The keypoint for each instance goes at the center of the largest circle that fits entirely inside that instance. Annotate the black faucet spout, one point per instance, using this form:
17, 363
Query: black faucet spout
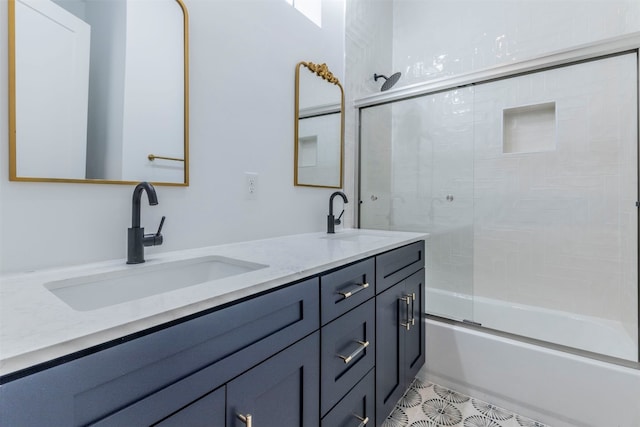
137, 196
331, 220
136, 239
□ □ □ □ □
• _Exercise objective_:
Excluding the pictures, reproduce every entry exactly as given.

• _Response to the exercise_:
The keypoint for each instance goes at the center of the largest circle that fits entirely inside that instance. Annotate the black faucet spout, one point per instance, using this form:
17, 363
Query: black faucet spout
137, 196
331, 220
136, 239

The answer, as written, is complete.